◆ Aim of the task ◆
Render all of the records below as a numbered list, one line per item, leaving out any blank lines.
————————
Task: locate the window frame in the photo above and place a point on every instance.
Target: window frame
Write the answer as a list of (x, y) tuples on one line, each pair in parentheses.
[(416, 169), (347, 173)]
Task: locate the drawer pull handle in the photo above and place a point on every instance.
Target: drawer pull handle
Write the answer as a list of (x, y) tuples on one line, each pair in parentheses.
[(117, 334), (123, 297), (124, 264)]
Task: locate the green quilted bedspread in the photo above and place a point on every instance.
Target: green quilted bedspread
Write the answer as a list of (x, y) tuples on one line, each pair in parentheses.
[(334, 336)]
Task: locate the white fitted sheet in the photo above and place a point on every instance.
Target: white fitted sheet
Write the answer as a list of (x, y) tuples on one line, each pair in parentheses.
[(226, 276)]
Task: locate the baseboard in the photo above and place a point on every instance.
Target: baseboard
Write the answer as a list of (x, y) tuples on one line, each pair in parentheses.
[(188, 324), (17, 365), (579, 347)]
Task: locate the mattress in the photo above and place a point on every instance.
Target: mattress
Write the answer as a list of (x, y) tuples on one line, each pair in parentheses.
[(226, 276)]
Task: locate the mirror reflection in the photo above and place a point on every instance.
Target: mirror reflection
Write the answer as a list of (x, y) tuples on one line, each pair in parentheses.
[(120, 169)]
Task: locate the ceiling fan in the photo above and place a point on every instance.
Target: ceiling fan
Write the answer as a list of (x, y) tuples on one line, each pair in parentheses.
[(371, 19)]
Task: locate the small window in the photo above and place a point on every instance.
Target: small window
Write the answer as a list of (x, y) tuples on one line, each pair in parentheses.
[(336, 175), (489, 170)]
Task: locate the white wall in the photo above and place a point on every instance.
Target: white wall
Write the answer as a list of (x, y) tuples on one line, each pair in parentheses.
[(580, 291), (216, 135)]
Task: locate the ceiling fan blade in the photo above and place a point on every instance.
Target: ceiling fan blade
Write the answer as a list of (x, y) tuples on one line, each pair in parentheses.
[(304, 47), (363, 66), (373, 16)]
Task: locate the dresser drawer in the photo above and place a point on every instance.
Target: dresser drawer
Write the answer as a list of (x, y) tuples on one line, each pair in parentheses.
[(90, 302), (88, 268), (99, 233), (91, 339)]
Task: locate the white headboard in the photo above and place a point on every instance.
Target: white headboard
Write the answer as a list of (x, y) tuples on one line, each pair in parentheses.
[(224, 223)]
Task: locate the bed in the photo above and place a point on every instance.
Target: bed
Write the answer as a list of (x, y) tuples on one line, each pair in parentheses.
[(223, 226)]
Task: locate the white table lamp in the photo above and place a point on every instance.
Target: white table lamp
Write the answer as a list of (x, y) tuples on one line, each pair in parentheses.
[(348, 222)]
————————
◆ Complete answer ◆
1. Task: locate the window frame in the photo above and place a point on every instance.
2. Target: window frame
3. Write the answer as a list of (x, y) tuples on one line, each pair in parentheses.
4. [(416, 169), (347, 173)]
5. Task: locate the drawer pull handle in the photo above and place a point on every instance.
6. Target: drawer pull handle
7. Write the answer as a list of (x, y) tuples on one line, each pair in parentheses.
8. [(117, 334), (123, 297), (124, 264)]
9. Task: locate the green quilted bedspread in the photo above and place a point on every instance.
10. Target: green quilted bedspread
11. Write the answer as a list of (x, y) tuples on one line, each pair in parentheses.
12. [(334, 336)]
13. Task: locate the white fitted sheet in the photo above and place a point on every instance.
14. Target: white fitted sheet
15. Write the answer as a list of (x, y) tuples on one line, each pair in parentheses.
16. [(226, 276)]
17. Task: locate the baseboard in the photo above and place a point on every instance.
18. Target: baseboard
19. Write the answer as a list of (x, y) tuples on one line, each pair in parentheses.
20. [(188, 324), (17, 365), (579, 347)]
21. Task: locate the mattress in the photo above and place a point on every instance.
22. Target: mattress
23. Write the answer as a list of (x, y) tuples on one line, each pair in parentheses.
24. [(226, 276)]
25. Task: locate the mirror reflection in the photo above and place a point on every instance.
26. Target: mirror reflection
27. Write the answer as a list of (x, y) tuples on one line, each pair in parentheses.
28. [(120, 169)]
29. Task: locate the ceiling fan in the photo above and place a point on every instance.
30. Target: ceiling fan
31. Write the answer as a list of (x, y) tuples on one line, each pair in parentheses.
32. [(371, 19)]
33. Task: locate the small window in the photo above and place a point on every instance.
34. Target: small window
35. Write the answer as a list of (x, y) tuples on one line, each pair in parentheses.
36. [(336, 175), (489, 170)]
37. Task: locate the white wall in the photo above and place a point on every instance.
38. Target: white wall
39. Write the answer as a list of (x, y) tuples on one line, each pair in parentheses.
40. [(580, 291), (216, 135)]
41. Task: locate the ceiling fan blade in the photo above and place a point on every instance.
42. Target: ceiling fan blade
43. Write the answer as a list of (x, y) tuples on one line, each pair in parentheses.
44. [(304, 47), (363, 66), (373, 16)]
45. Task: locate the dresser drawer in the photo above and place a point on every instance.
46. Target: dresser drawer
47. Write the answer as a list of (x, y) tuples on one line, each pair in parentheses.
48. [(90, 302), (88, 268), (99, 233), (91, 339)]
49. Task: locate the white headboard in the photo above and place a point on every instance.
50. Target: white headboard
51. Write the answer as a list of (x, y) tuples on one line, each pair in parentheses.
52. [(224, 223)]
53. Task: locate the bed in the photo above and place a point on every instance.
54. Target: bed
55. Write the answer as a list of (x, y) tuples on one line, each pair in parentheses.
56. [(223, 226)]
57. Task: locate the white table lamp in the photo above and place a point on every instance.
58. Target: white table lamp
59. Write the answer as a list of (x, y) tuples on one line, each pair in parentheses.
60. [(348, 222)]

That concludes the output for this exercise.